Problem statement:
Each record that follows should be repeated exactly, minus any images.

[Rows of box annotation data]
################
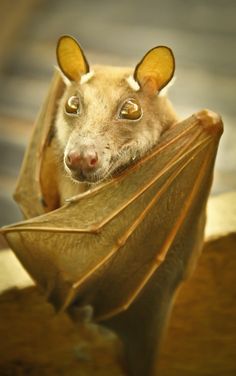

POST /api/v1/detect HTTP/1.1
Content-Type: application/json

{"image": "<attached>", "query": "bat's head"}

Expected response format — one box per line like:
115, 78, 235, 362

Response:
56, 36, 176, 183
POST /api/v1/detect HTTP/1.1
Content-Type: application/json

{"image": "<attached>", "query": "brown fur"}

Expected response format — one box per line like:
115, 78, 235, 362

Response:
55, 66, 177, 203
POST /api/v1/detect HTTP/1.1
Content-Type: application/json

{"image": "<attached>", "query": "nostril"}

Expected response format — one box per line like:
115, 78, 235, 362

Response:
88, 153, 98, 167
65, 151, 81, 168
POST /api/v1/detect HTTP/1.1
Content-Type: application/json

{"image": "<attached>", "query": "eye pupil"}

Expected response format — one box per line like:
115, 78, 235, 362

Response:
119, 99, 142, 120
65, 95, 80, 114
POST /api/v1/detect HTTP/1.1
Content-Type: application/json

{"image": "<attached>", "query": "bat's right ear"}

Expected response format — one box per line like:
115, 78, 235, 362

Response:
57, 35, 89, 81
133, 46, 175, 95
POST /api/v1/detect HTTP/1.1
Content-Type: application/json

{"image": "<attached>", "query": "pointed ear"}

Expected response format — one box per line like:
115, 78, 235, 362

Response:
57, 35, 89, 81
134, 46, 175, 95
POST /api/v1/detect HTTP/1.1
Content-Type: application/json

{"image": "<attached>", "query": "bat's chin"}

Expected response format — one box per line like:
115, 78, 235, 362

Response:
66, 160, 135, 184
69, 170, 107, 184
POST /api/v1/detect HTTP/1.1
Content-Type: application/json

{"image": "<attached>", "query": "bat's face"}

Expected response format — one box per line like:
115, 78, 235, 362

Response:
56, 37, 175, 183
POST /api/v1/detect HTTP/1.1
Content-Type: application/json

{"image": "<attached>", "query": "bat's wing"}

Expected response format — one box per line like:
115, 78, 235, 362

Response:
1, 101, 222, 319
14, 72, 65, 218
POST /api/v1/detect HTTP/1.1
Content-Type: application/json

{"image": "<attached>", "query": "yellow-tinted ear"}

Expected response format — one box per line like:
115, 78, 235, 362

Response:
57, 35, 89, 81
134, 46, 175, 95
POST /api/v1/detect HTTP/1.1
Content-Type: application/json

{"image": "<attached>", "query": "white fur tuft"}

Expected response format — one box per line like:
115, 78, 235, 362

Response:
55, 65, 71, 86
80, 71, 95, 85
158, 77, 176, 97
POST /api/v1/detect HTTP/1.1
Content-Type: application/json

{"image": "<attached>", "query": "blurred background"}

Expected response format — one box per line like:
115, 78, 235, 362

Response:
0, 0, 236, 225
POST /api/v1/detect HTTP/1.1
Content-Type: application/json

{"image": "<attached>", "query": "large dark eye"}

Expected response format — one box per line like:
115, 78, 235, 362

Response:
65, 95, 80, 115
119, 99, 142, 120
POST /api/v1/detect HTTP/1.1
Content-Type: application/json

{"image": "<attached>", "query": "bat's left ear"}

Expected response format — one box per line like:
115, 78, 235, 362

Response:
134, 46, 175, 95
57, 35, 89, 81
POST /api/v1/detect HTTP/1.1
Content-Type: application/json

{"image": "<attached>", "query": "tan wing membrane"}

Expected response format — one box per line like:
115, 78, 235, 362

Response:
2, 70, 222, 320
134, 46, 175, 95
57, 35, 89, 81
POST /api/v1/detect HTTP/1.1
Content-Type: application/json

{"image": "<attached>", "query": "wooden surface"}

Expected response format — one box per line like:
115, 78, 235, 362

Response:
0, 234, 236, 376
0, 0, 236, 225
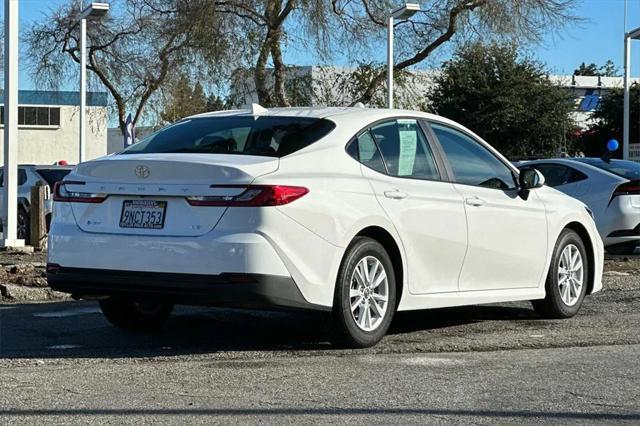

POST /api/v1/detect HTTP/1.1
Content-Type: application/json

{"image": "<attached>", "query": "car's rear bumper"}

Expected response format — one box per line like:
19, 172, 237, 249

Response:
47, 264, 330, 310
################
Task output:
POST /api/v1/detect HTTP/1.1
Content-Type: application/json

{"image": "<attached>", "query": "bat's head"}

Expected response format — one box per line like:
115, 78, 235, 362

Response:
56, 36, 176, 183
POST /api/v1/detect HTTP/1.1
Content-Type: application/json

{"image": "<attached>", "query": "brown fur"}

Expected response format — one box per line like:
115, 78, 235, 362

Response:
55, 66, 177, 203
POST /api/v1/detect HTTP/1.1
Content-Type: application/json

{"image": "<attached>", "query": "nostril"}

Expected response format — one box per line like:
115, 78, 235, 362

Response:
88, 153, 98, 167
65, 151, 81, 168
POST /api/v1/detect HTTP/1.1
Content-Type: application/json

{"image": "<attached>", "query": "eye pupil"}

Expected response format — one box per line like:
115, 78, 235, 362

Response:
119, 99, 142, 120
65, 95, 80, 114
POST /api/v1/detect HTTP/1.1
Content-Type: application/json

{"image": "<attached>", "query": "bat's right ear"}

Expected response format — one box per line like:
115, 78, 235, 362

Response:
57, 35, 89, 81
133, 46, 175, 95
POST /api/v1/detect HTTP/1.1
Content-Type: application/json

{"image": "<attached>", "query": "pointed ear"}

Expected response format — one box per line like:
115, 78, 235, 362

Response:
57, 35, 89, 81
134, 46, 175, 95
POST /api/v1/detect HTTP/1.1
Content-Type: application/json

{"image": "<attached>", "query": "bat's chin"}

Expected response format — one box per line like:
115, 78, 235, 362

Response:
66, 160, 135, 184
69, 170, 107, 184
POST /api/v1/detect HTTP/1.1
Content-Type: application/json

{"image": "<attached>", "query": "bat's face"}

Expected response format — one box per line like:
115, 78, 235, 362

Response:
56, 37, 175, 183
POST /api/v1/detect HTTP/1.1
Content-Type: application/json

{"image": "<attached>", "query": "bat's wing"}

Expected response format — one box per line like:
115, 78, 235, 362

Response:
1, 101, 222, 319
14, 72, 65, 218
POST /api/v1/detect HTTP/1.1
Content-Type: application/json

{"image": "<attached>", "query": "yellow-tinted ear"}

Expected response format — one box per line like:
115, 78, 235, 362

Response:
57, 35, 89, 81
134, 46, 175, 95
POST /api/v1/detect HTTP/1.1
Content-Type: application/json

{"image": "<attached>", "query": "white fur tuft"}

Expected response format — one box per line like:
115, 78, 235, 362

Response:
55, 65, 71, 86
80, 71, 95, 85
158, 77, 176, 97
POST /api/v1/detect HTTP/1.1
Content-Type: application/json

{"image": "<attached>", "query": "blurred background"}

Expected response format — one box per line like:
115, 78, 235, 362

Response:
0, 0, 236, 225
POST /api/v1/detect HTTP/1.1
Content-Type: application/json

{"image": "<attached>", "query": "large dark eye"}

Expected response format — one box per line like:
115, 78, 235, 362

Response:
65, 95, 80, 115
119, 99, 142, 120
POST /api/v1/detect HTTP/1.1
Content-Type: application/json

{"image": "<attached>", "query": "bat's left ear"}

Expected response format — one box per line like:
115, 78, 235, 362

Response:
134, 46, 175, 95
57, 35, 89, 81
POST /api/v1/detect HTTP/1.1
Content-Type: application/json

{"image": "<attached>", "query": "tan wing membrane"}

Expected response format — one box per line like:
115, 78, 235, 362

Response:
2, 70, 222, 320
134, 46, 175, 95
57, 35, 89, 81
POST /api/v1/detect HTTP/1.1
Content-Type: application/json

{"image": "<attached>", "query": "wooden surface"}

Expected response format — one box per line like:
115, 78, 235, 362

Response:
0, 234, 236, 376
0, 0, 236, 225

POST /api/v1/detect HTTP/1.1
Content-Type: application/json

{"image": "<attached>", "query": "car's rear bumper"}

Expected response format — one box per line like:
19, 172, 237, 249

Response:
47, 264, 330, 310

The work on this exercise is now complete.